Données sources:
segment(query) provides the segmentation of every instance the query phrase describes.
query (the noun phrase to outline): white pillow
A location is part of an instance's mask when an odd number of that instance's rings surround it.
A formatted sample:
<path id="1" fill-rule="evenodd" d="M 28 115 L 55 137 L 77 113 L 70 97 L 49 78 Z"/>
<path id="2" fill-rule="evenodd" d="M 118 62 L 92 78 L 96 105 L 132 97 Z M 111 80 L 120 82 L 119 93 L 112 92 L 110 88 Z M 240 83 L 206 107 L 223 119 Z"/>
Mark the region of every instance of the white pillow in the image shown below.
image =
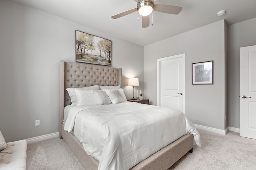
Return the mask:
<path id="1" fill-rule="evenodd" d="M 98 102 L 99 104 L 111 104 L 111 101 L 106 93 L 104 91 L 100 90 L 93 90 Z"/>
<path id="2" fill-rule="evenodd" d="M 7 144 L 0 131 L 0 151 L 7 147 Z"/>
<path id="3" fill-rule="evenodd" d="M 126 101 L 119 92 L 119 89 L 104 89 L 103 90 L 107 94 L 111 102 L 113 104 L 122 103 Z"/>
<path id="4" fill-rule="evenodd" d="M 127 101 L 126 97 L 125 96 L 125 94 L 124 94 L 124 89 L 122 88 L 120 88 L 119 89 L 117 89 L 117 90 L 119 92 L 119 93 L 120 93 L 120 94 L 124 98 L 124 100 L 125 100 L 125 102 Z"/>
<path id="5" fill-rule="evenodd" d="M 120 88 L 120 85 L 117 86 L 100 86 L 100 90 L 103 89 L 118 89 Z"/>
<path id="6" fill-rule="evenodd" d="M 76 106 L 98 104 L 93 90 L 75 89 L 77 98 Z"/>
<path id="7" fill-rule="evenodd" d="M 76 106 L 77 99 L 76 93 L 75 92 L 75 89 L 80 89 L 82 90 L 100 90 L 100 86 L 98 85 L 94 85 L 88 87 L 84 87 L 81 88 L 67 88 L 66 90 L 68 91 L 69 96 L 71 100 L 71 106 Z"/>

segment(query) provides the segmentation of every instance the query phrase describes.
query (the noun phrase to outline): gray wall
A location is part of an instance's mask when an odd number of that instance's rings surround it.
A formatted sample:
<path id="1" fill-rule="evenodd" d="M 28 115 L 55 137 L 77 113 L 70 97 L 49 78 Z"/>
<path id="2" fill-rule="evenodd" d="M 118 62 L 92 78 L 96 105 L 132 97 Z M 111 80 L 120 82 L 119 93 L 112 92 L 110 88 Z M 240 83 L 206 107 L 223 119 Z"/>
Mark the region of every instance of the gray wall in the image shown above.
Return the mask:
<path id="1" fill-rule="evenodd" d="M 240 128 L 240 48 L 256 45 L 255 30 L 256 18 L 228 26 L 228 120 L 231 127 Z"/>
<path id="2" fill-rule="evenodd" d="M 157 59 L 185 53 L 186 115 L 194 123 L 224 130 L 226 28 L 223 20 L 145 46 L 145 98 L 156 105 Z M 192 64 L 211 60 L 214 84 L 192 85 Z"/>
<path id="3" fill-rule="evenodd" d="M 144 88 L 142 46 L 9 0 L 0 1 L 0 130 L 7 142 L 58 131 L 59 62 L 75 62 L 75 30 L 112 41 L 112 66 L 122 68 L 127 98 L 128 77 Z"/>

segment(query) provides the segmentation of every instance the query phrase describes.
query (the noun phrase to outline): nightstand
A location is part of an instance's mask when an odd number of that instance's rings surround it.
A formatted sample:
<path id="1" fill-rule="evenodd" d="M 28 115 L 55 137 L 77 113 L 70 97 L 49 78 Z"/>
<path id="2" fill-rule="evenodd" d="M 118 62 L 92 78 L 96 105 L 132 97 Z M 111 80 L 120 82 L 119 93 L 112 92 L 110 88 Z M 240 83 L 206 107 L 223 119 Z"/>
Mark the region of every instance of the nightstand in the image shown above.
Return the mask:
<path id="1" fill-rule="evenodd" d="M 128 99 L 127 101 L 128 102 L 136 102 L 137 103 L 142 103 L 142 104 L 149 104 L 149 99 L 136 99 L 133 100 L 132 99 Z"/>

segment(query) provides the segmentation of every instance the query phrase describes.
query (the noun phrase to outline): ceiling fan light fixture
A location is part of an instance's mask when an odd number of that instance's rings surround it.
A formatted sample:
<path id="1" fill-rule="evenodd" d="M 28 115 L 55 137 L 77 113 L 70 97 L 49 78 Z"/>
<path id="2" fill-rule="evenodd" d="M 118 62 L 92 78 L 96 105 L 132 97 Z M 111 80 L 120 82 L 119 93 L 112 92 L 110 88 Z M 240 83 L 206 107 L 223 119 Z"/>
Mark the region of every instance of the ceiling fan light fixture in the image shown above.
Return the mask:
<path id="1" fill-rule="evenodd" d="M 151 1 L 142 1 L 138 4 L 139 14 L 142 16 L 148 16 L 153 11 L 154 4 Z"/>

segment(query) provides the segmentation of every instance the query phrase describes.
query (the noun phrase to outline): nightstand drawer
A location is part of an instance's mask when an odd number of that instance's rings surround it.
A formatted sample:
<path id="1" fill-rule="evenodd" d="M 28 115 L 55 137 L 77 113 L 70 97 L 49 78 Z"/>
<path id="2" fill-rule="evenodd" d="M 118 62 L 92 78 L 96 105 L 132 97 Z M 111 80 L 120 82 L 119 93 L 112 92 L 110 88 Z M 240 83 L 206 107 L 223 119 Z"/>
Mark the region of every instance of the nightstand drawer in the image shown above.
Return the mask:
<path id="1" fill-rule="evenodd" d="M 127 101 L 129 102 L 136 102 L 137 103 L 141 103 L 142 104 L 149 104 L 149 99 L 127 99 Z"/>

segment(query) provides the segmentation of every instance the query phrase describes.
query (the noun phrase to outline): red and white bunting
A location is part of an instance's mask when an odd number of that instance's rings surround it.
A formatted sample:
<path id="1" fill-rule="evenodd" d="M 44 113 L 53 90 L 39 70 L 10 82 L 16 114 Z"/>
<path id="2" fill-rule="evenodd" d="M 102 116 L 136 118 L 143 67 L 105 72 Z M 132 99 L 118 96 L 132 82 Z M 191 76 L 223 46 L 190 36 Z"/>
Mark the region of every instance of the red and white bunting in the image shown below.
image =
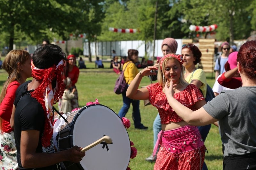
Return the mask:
...
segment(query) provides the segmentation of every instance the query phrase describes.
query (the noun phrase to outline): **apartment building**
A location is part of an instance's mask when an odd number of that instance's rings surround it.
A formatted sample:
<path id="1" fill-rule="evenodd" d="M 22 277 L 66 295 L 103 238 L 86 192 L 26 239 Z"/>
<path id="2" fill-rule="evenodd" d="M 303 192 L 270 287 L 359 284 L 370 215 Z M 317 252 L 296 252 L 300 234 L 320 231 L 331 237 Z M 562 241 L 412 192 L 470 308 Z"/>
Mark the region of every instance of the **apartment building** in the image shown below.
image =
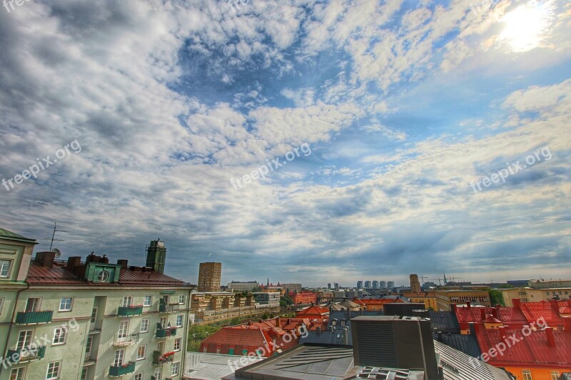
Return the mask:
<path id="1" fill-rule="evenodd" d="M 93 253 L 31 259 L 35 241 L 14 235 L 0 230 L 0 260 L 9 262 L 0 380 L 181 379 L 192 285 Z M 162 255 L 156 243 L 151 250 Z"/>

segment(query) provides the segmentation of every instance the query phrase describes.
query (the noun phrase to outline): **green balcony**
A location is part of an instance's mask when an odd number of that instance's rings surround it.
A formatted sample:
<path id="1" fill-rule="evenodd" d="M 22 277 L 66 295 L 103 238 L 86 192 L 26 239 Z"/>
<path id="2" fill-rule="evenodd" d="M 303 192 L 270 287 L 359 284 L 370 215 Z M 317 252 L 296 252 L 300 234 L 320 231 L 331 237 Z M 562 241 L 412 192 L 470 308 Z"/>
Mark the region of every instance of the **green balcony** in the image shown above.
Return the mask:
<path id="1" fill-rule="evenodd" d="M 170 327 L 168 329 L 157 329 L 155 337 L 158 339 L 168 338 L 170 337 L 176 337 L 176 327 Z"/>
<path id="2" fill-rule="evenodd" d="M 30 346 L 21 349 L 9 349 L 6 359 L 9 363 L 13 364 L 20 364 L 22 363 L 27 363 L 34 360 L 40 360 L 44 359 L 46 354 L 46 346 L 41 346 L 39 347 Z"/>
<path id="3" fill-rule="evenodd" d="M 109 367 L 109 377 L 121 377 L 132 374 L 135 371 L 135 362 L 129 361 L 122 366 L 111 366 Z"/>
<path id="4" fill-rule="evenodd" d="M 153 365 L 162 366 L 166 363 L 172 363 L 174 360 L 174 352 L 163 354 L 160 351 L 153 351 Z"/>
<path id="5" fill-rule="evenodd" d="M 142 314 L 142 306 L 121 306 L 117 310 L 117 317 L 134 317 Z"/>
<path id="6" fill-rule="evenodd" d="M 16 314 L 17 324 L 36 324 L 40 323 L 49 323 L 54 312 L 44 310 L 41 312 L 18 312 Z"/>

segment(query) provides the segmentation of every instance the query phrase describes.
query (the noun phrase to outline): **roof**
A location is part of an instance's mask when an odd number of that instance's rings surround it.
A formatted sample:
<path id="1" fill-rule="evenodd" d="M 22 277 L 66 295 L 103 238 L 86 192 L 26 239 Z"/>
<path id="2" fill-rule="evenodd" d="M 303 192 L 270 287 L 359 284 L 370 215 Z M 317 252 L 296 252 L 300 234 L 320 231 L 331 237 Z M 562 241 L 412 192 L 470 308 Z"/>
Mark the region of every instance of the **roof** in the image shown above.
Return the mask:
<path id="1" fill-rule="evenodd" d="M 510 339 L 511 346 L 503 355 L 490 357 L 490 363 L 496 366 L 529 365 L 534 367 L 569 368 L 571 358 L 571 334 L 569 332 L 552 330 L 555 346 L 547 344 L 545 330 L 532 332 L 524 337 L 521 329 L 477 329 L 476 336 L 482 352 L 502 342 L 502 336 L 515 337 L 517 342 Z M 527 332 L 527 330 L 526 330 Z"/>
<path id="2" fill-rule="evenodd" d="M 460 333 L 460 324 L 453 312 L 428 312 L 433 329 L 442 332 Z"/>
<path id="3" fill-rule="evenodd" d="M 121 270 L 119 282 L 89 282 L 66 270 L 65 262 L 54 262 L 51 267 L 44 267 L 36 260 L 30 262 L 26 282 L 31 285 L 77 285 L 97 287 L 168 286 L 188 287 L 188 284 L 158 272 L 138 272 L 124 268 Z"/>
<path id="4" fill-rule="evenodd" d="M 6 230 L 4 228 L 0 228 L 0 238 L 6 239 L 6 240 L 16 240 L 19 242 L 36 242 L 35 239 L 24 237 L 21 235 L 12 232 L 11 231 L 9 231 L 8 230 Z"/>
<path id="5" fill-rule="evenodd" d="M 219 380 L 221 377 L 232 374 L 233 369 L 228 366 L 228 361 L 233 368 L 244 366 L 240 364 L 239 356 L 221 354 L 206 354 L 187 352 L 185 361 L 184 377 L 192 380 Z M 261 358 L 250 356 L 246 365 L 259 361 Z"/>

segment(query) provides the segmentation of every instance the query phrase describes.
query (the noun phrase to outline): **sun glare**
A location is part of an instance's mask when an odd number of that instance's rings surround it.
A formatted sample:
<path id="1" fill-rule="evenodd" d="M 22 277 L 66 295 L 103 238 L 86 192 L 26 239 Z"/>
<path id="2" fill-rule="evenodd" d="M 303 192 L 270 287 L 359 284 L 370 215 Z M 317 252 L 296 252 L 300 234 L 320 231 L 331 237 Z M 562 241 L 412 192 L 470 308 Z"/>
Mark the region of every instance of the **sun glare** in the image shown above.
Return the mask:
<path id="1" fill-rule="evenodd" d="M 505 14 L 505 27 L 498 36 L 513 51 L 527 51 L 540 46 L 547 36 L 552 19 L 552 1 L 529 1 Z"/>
* * *
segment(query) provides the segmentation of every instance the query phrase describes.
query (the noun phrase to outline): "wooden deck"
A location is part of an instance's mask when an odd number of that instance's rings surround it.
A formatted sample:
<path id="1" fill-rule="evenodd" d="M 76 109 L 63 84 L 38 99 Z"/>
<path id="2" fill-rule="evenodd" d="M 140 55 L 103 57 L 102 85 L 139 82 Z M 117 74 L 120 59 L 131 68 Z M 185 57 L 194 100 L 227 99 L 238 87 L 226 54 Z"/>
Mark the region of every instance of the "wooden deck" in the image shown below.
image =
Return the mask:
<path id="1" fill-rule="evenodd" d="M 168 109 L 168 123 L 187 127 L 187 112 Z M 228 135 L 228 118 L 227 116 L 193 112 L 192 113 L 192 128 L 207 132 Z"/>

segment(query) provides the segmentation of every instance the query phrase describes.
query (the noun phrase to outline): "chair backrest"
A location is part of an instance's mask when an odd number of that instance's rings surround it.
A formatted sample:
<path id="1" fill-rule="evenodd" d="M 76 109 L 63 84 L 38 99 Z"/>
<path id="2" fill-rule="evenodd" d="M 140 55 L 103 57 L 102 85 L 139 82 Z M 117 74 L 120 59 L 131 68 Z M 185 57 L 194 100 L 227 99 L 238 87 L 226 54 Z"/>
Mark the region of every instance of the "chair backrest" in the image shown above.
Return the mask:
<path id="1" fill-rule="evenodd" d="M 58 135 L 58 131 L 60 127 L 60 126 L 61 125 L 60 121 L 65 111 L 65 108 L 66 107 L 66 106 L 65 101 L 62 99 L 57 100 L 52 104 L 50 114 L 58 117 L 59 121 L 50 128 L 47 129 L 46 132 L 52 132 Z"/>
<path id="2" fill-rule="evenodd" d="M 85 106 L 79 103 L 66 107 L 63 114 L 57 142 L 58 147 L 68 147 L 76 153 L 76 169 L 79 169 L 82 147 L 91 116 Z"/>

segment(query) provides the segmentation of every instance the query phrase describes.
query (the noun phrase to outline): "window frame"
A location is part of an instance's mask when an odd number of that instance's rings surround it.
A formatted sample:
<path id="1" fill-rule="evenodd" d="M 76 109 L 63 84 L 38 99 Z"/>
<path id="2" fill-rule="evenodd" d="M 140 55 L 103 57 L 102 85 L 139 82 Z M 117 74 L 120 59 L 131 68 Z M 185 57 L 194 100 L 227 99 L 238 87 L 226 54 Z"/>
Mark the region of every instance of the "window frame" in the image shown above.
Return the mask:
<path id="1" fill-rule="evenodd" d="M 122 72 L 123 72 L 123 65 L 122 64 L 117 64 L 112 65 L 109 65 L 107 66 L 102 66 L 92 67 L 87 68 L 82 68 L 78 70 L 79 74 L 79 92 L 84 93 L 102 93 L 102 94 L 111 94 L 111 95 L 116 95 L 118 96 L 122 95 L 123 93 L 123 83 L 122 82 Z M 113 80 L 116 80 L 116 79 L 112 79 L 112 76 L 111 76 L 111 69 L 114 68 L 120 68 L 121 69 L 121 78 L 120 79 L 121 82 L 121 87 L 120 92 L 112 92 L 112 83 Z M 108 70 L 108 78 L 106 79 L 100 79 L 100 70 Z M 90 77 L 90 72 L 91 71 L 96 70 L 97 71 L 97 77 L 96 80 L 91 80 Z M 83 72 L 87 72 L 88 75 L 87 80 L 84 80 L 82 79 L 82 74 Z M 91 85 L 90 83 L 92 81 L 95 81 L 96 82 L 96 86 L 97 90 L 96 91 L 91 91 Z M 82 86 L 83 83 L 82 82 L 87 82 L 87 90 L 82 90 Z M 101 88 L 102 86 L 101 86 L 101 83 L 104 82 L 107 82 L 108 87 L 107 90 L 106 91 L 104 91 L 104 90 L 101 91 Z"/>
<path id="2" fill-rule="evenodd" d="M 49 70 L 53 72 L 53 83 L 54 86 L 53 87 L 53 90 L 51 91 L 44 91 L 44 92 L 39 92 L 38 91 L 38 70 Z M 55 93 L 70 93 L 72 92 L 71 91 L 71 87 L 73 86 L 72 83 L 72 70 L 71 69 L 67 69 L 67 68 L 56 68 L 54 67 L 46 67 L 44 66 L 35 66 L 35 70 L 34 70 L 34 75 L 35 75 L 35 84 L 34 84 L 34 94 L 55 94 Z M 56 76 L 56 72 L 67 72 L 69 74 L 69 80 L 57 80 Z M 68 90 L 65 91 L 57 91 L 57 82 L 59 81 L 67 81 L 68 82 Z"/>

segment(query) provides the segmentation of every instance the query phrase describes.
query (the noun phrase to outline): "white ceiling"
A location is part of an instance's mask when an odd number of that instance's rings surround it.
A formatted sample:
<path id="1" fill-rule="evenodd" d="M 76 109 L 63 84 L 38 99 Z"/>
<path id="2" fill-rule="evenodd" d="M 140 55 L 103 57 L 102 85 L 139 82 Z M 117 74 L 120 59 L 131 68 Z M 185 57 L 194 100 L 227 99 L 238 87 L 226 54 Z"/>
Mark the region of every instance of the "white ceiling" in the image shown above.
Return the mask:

Consigne: Extrayez des données ci-dessus toutes les lignes qui contiennent le mot « nightstand », s'il vous plaît.

Réponse attendue:
query (the noun phrase to outline): nightstand
Mark the region of every instance of the nightstand in the image shown above.
query (the noun phrase to outline): nightstand drawer
Mark the region of every instance of the nightstand drawer in the image shown above.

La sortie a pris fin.